36th Vice Premier of the Republic of China
- In office 8 September 2017 – 14 January 2019
- Prime Minister: William Lai
- Preceded by: Lin Hsi-yao
- Succeeded by: Chen Chi-mai

Minister without Portfolio
- In office 20 May 2016 – 30 June 2016
- Prime Minister: Lin Chuan
- Preceded by: Lin Junq-tzer
- Succeeded by: John Deng

23rd Chairman of the Provincial Government
- In office 20 May 2016 – 30 June 2016
- Appointed by: Executive Yuan
- Prime Minister: Lin Chuan
- Preceded by: Lin Junq-tzer
- Succeeded by: Hsu Jan-yau

2nd Chairman of the Financial Supervisory Commission
- In office August 2006 – 12 January 2007
- Preceded by: Kong Jaw-sheng Lu Daung-yen (acting)
- Succeeded by: Hu Sheng-cheng

Chairman of the Taiwan Asset Management Corporation
- Incumbent
- Assumed office 20 May 2020
- President: Guo Wen-jin
- Preceded by: Lin Mei-chu

Personal details
- Born: 10 August 1955 (age 70) Changhua County, Taiwan
- Party: Independent
- Education: Fu Jen Catholic University (BA) Soochow University (MA) National Taiwan University (PhD)

= Shih Jun-ji =

Taiwanese politician (born 1955)

Shih Jun-ji (施俊吉 (Shī Jùnjí); born 10 August 1955) is a Taiwanese economist and politician. He served as the second chairman of the Financial Supervisory Commission from 2006 to 2007 after Kong Jaw-sheng was removed from office. Shih served concurrently as Governor of Taiwan Province and minister without portfolio in 2016. Later that year, he was named chair of the Taiwan Stock Exchange. In 2017, he took office as Vice Premier of Taiwan under the Lai cabinet. Chen Chi-mai succeeded Shih as vice premier in 2019.

Required work:
**A)** Write out everything in the Shih Jun-ji profile from "Personal details" down to "Taiwan University (PhD)".
**B)** Answer these questions using the Shih Jun-ji profile:
(i) Who was Prime Minister while Shih served as Minister without Portfolio?
(ii) In which county was Shih born?
(iii) What organization was Shih named to chair later in 2016?

Supplied information:
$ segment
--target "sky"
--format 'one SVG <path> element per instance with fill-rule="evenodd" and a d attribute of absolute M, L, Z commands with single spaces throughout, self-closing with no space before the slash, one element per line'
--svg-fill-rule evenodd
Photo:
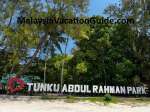
<path fill-rule="evenodd" d="M 104 15 L 104 9 L 110 4 L 118 3 L 120 0 L 90 0 L 87 16 Z M 75 46 L 74 41 L 70 40 L 67 53 L 70 54 Z"/>

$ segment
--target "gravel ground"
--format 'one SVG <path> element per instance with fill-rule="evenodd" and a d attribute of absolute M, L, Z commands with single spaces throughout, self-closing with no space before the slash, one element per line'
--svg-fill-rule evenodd
<path fill-rule="evenodd" d="M 96 104 L 90 102 L 66 103 L 63 100 L 2 99 L 0 112 L 150 112 L 150 104 Z"/>

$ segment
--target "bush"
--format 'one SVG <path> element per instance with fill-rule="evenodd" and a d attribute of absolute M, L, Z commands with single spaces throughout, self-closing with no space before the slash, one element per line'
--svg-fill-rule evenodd
<path fill-rule="evenodd" d="M 112 100 L 112 96 L 110 94 L 104 95 L 104 101 L 111 101 L 111 100 Z"/>

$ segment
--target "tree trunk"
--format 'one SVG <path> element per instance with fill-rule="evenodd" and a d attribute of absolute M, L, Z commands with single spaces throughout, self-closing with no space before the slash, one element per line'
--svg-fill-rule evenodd
<path fill-rule="evenodd" d="M 30 61 L 25 65 L 25 67 L 24 67 L 21 71 L 19 71 L 19 72 L 17 73 L 17 76 L 21 76 L 22 74 L 24 74 L 24 73 L 27 72 L 28 68 L 29 68 L 29 67 L 31 66 L 31 64 L 32 64 L 32 61 L 36 58 L 37 54 L 38 54 L 39 51 L 41 50 L 41 48 L 42 48 L 43 44 L 46 42 L 46 40 L 47 40 L 47 34 L 45 34 L 45 35 L 41 38 L 40 43 L 38 44 L 38 46 L 37 46 L 37 48 L 36 48 L 36 51 L 34 52 L 32 58 L 31 58 Z"/>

Task results:
**A)**
Personal details
- Born: 10 August 1955 (age 70) Changhua County, Taiwan
- Party: Independent
- Education: Fu Jen Catholic University (BA) Soochow University (MA) National Taiwan University (PhD)

**B)**
(i) Lin Chuan
(ii) Changhua County, Taiwan
(iii) The Taiwan Stock Exchange